▶ **抜粋本文**

'''

その後は座禅会に参加しました。今回は少し人数が増えて15人ほどで座禅をしました。自分はここへ来た当初に座禅を習っていたので、周りの方のやり方が違うといちいち気になっているのでした。ただこの座禅会に参加したことで改めてこう言った活動は高齢者にしか人気がないんだと思いました。といよりもそう言った時間と環境を用意できるのはある程度人生も落ち着いた老後になってしまうのかと思いました。自分も今回の経験を発信してできるだけ多くの人に座禅のことそして、禅塾ことを知ってもらいたいです。座禅中はいつもは数息観と言って心の中でひたすら数を数えるのですが今日はせっかくなのでここに来た日から今日までのことを振り返っていました。


一番初めに面接でここを訪れた時は思ったよりもはるかに立派な建物でこれからの生活に期待が高まったのを覚えています。そして老師とは図書室で初めてお会いし、その後に禅塾を案内していただきました。その頃から建物に関して印象は全く変わっていません。というのも中で生活を始めることで実は掃除が行き届いていない部分とか、寺の雰囲気がおもいきり無視されている部屋などがあると思っていたのですが、全くそう言った箇所はありませんでした。以前も、そして今もとても厳粛で綺麗に整えられた場所という印象です。

'''

▶ **データ一覧**
'''

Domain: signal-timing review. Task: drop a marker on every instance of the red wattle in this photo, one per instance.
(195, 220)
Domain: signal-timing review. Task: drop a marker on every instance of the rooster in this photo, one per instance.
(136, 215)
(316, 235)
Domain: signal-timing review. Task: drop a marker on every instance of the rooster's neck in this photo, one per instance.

'''
'''

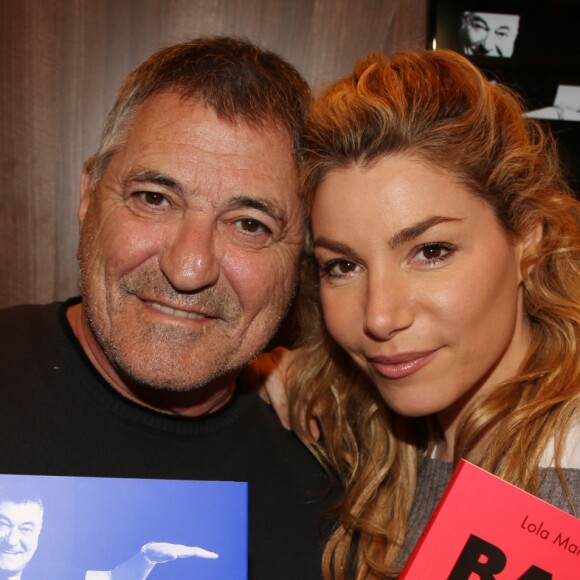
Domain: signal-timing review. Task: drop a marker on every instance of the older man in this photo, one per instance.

'''

▶ **課題文**
禅塾での座禅と生活を振り返る文章を、最後の文の後から引き継いで書き進めてください。 記録はここでは一切使用しません。

▶ **最終回答**
人に関して言えば初めにGさんに会った時はかなり印象に残っています。というのも寺にはインターホンもなくてどうしていいか分からずに、ただずかずかと中に入って行って、普通の家なら不法侵入だと思いながらも歩いていくと急に襖が開いて体格のいいおじさんがこっちを見て低い声で「え、誰。」と言いました。そこで自分は焦って「ショートステイでお世話になります、山口です。」と言いましたが知らない人が急に部屋の前を歩いているのを見つけたテンションでなかったのでその落ち着きぶりに違和感を覚えるほどでした。そこから徐々に登場人物が増えていきました。週に一回参禅されるI先生、座禅会の取りまとめをしているAさん、大学生のOさん、スリランカからおいでのSさんなどなど普段会わないような人に出会いました。自分が思っているよりも寺という場所は閉ざされている空間ではなく、目的を持った人が自由に集まる場所でした。今までに禅塾で生活されて来た方々もそれぞれ違った分野、方面にて活躍されているという話を聞きました。そして自分も一旦は禅塾に携わった人として何かを成し遂げて見たいと強く思うのでした。

生活は自分が思っていたよりも規律正しいものでした。朝5:00の打板に始まって朝食、清掃、晩課清掃、21:00の打板、戸締りとこの一ヶ月間、1分たりとも狂いのない生活をしました。これほど時計を確認して時間に集中したことは今までありませんでしたし、これからも滅多にないと思います。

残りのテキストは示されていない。